Written exercise: Report every line of the entries below that contains the word "pole", copying each line in full.

Items:
>>>

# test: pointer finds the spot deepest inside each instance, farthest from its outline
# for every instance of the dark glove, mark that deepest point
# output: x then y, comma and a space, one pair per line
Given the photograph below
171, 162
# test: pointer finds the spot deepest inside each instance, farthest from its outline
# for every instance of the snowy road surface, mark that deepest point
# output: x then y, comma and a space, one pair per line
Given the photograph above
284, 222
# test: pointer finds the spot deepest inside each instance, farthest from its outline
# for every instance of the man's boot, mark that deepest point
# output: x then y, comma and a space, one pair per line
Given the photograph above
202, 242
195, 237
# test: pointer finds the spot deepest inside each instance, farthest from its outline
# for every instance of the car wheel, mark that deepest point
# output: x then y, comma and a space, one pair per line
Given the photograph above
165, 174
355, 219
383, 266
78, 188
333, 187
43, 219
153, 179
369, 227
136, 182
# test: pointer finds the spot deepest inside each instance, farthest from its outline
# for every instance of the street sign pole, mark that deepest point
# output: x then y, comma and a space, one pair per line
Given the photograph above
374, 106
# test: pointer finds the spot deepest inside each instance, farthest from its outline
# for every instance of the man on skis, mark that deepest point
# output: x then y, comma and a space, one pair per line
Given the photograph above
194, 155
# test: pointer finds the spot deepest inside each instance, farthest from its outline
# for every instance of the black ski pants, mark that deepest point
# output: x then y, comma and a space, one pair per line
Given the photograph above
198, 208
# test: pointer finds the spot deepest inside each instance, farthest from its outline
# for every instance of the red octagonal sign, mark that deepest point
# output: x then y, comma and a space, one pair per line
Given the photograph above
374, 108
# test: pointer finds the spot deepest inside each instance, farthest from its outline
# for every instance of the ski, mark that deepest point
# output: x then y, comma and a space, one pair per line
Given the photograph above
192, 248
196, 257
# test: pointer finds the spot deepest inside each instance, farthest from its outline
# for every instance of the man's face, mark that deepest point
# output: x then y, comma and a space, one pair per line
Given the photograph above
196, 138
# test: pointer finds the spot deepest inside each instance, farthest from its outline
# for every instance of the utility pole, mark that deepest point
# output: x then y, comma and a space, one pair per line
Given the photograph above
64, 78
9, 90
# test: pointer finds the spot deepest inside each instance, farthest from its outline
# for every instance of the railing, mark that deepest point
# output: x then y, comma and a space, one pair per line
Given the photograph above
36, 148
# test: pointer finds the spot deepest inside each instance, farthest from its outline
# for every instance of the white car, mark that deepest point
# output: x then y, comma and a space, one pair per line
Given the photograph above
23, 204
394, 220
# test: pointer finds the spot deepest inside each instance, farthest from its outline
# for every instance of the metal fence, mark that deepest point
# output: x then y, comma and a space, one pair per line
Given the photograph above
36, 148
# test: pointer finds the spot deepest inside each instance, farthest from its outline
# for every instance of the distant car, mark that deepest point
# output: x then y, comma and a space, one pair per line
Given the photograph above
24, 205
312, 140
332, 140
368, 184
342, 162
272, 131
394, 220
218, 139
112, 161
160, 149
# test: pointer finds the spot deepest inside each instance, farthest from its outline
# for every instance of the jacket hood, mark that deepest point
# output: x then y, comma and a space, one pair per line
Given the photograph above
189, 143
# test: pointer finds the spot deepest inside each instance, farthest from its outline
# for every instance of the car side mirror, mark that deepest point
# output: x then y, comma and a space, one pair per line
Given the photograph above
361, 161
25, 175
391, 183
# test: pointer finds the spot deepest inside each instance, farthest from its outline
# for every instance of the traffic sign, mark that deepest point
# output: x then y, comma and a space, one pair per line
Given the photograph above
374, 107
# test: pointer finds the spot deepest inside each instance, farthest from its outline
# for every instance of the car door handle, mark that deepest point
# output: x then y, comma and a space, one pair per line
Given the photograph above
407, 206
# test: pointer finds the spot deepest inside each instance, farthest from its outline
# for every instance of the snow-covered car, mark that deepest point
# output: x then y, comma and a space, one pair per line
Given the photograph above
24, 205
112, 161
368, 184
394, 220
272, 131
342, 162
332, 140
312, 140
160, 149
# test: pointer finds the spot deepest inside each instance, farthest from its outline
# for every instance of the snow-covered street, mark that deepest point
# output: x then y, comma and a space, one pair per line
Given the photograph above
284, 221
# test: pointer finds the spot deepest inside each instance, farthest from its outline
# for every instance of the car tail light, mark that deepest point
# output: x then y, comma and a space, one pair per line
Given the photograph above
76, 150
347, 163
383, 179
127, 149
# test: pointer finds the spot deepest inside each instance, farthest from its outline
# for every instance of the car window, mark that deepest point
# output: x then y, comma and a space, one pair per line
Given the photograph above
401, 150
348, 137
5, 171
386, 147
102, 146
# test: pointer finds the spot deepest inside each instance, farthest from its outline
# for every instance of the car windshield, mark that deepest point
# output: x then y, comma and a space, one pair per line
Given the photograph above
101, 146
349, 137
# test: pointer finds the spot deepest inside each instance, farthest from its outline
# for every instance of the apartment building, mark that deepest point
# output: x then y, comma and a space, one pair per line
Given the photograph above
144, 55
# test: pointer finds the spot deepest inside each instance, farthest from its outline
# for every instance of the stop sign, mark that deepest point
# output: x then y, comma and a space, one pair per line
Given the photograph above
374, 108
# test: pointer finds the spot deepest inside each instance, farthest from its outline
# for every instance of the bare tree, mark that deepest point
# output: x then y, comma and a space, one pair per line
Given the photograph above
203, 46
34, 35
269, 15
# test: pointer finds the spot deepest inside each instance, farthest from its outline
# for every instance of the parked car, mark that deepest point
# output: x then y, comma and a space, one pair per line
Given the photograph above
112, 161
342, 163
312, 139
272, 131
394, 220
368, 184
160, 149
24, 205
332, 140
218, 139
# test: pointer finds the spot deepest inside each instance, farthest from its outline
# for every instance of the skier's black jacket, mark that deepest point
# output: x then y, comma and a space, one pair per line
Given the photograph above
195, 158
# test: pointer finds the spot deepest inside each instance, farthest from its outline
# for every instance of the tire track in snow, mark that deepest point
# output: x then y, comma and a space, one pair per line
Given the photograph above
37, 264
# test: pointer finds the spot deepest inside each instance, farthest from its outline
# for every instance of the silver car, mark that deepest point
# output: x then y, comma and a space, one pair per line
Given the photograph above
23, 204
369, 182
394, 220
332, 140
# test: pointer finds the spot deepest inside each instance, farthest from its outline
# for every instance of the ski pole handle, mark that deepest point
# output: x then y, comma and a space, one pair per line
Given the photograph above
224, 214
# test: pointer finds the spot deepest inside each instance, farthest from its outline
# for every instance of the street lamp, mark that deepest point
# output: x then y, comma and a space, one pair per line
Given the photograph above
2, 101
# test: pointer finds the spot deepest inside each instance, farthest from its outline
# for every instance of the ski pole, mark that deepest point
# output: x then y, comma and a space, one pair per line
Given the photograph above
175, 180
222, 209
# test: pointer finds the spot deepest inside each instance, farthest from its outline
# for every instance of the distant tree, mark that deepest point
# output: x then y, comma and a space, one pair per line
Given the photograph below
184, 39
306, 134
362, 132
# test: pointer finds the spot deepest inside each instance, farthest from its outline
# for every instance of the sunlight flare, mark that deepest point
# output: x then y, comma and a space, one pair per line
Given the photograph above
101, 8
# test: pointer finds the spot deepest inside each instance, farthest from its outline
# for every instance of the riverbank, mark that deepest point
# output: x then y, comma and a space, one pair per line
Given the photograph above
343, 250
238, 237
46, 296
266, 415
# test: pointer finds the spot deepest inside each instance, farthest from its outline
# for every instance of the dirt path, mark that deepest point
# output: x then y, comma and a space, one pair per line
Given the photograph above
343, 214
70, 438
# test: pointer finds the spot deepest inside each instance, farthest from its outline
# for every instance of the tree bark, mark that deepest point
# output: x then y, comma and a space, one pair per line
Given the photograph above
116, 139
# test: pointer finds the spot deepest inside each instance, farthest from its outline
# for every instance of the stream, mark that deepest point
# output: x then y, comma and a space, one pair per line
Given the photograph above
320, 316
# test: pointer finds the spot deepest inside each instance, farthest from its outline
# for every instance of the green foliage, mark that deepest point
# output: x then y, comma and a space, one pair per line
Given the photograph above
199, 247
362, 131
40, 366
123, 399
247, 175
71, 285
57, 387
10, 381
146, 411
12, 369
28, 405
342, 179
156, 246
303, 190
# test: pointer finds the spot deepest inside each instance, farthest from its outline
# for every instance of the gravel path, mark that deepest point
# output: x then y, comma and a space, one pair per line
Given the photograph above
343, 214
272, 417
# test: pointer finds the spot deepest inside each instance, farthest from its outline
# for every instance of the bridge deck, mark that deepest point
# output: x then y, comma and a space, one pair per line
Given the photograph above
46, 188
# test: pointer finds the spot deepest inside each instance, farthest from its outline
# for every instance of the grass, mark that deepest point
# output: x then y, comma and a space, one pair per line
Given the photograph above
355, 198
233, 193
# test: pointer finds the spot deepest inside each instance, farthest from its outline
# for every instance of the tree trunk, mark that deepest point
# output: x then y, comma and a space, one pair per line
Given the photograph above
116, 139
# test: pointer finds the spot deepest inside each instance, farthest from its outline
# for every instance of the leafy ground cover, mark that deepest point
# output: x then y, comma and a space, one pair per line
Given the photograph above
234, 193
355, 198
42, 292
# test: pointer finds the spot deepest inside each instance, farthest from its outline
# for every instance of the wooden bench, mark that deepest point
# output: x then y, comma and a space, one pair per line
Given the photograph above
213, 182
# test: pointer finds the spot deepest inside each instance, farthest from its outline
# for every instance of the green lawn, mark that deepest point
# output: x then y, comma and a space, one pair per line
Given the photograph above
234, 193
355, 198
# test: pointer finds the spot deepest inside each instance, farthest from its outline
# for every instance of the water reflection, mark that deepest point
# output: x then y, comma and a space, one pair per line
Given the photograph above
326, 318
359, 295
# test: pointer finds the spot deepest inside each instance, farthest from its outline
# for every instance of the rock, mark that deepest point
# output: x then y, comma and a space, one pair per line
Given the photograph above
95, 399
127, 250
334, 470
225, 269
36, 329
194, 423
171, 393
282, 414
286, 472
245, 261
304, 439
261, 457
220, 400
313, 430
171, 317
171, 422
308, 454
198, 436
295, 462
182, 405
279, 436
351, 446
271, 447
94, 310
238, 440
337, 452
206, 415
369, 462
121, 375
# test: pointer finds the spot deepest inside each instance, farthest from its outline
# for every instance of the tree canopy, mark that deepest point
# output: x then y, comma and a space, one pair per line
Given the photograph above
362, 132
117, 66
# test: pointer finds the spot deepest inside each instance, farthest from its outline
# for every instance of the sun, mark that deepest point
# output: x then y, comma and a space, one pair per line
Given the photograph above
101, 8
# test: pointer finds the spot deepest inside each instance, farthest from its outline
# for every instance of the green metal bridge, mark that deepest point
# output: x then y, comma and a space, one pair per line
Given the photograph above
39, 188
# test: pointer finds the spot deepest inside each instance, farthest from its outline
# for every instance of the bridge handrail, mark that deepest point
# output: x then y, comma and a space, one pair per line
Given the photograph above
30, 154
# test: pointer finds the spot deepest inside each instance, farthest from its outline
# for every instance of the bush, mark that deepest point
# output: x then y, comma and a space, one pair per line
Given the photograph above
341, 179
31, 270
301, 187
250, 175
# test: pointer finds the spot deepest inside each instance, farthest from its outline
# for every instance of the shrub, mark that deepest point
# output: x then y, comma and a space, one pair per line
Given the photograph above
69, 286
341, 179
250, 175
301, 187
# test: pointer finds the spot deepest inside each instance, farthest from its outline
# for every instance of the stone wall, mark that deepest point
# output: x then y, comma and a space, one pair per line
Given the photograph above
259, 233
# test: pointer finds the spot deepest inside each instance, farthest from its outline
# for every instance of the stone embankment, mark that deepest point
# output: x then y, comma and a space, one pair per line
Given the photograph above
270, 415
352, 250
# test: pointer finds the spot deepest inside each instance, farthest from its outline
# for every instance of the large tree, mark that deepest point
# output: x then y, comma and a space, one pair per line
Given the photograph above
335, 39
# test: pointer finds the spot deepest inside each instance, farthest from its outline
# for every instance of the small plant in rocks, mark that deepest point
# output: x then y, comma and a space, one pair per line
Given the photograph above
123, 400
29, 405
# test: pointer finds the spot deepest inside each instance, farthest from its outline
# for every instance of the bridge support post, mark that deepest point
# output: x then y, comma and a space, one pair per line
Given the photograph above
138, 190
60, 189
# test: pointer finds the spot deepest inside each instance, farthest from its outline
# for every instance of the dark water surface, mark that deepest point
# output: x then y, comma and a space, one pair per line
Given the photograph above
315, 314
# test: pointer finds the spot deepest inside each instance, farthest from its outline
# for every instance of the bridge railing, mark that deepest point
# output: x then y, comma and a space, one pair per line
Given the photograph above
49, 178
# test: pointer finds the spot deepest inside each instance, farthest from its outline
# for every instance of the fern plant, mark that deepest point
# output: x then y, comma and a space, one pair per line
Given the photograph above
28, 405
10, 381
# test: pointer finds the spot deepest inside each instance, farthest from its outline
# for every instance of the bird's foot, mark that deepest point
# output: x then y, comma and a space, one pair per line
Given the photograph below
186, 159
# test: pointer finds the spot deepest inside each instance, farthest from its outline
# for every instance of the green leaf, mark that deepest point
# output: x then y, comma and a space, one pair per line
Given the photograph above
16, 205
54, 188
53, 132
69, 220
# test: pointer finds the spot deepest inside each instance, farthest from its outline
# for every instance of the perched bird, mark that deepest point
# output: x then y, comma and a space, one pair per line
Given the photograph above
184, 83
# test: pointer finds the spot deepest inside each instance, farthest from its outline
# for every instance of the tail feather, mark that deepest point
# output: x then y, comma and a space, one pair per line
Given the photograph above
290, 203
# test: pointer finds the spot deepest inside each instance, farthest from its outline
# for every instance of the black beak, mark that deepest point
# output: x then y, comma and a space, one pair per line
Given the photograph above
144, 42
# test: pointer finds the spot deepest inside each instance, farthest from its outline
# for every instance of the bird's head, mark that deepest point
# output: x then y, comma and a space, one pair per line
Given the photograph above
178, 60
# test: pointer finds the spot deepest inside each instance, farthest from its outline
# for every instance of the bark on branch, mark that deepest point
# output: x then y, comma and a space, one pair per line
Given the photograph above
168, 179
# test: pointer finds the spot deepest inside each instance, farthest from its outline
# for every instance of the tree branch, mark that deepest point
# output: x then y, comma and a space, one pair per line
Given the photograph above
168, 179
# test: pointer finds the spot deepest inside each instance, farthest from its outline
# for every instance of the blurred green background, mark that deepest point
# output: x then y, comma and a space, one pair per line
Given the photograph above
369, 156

<<<

Result below:
# for every instance of the street sign pole, mark that deepest point
# for every instance of the utility pole, mark that deepest point
# for every instance of the ski pole handle, mark that deepest point
# for every instance of the ski pole, mark that deepest point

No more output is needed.